The cramdown plan would be filed with Klein despite objections by Stockton's creditors, notably bondholders led by bond insurers Assured Guaranty and National Public Finance Guarantee.
Bondholders and insurers, who will vote on the exit plan along with other creditors, contest Stockton's different treatment of pension and debt payments - an issue that could eventually find its way to the U.S. Supreme Court.
A majority of creditors and two thirds in amount of claims within each class of claims impaired under the plan must vote to approve it and Klein will ultimately decide if it meets other bankruptcy law requirements to go into effect.
A city of nearly 300,000 in California's Central Valley, Stockton filed for bankruptcy last year and was the biggest U.S. city to do so until Detroit filed last month.
Klein in April approved Stockton's petition for bankruptcy, a setback for its capital markets creditors, which had contested the city's bid for bankruptcy eligibility. They object to Stockton's payments into the state pension fund.
Klein has said the issue of pension payments may be reviewed after Stockton files its plan to adjust its debt. The city has said it is preserving pensions to retain and recruit employees, adding that its workers have already suffered pay and job cuts from austerity measures in recent years.
Stockton cut $90 million in spending from 2008 to last year in response to a plunge in revenue triggered by the collapse of its once red-hot housing market. The city slashed the police department by 25 percent and cut other departments even more ahead of filing for bankruptcy protection.
Representatives for about 1,100 retired city workers have agreed to accept $5.1 million from Stockton to settle disputes over the city cutting off their subsidized medical coverage.
To raise money to help Stockton exit bankruptcy, its city council voted last month to put a measure increasing the city's sales tax on the November ballot. Revenue raised by the measure would also be used to increase spending on public safety.

> [TASK]: Rewrite the Stockton bankruptcy text starting at "A majority of" and ending at "state pension fund.", changing every "creditors" to "lenders".

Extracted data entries

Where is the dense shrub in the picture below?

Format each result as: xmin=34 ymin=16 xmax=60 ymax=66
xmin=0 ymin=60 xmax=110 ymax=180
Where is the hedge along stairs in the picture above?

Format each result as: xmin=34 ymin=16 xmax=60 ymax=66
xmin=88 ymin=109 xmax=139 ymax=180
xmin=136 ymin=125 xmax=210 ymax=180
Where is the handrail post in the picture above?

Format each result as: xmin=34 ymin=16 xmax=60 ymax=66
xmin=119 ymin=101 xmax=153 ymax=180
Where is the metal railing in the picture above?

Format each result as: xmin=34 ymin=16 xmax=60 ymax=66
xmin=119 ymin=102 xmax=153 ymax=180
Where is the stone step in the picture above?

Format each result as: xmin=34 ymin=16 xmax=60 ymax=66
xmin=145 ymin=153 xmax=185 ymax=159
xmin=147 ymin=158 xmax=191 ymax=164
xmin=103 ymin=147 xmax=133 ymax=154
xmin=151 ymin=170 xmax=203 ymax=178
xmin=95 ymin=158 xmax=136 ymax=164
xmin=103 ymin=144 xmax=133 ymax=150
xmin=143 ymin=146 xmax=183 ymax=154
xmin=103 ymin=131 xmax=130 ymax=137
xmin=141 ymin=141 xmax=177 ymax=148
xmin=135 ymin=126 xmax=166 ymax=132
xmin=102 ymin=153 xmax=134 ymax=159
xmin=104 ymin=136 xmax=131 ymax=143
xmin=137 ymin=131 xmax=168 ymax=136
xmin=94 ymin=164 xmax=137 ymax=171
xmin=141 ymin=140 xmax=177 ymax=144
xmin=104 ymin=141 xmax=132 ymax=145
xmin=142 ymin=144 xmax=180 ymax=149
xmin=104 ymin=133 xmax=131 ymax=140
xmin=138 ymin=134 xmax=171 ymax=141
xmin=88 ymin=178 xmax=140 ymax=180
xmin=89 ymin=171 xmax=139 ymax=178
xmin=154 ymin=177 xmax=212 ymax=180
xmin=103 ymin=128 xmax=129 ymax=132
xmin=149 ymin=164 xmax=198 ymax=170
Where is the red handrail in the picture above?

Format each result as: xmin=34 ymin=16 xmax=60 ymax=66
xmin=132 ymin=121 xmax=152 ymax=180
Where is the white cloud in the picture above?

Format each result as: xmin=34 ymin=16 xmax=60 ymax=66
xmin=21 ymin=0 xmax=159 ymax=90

> [RESPONSE FOR THIS EXERCISE]:
A majority of lenders and two thirds in amount of claims within each class of claims impaired under the plan must vote to approve it and Klein will ultimately decide if it meets other bankruptcy law requirements to go into effect.
A city of nearly 300,000 in California's Central Valley, Stockton filed for bankruptcy last year and was the biggest U.S. city to do so until Detroit filed last month.
Klein in April approved Stockton's petition for bankruptcy, a setback for its capital markets lenders, which had contested the city's bid for bankruptcy eligibility. They object to Stockton's payments into the state pension fund.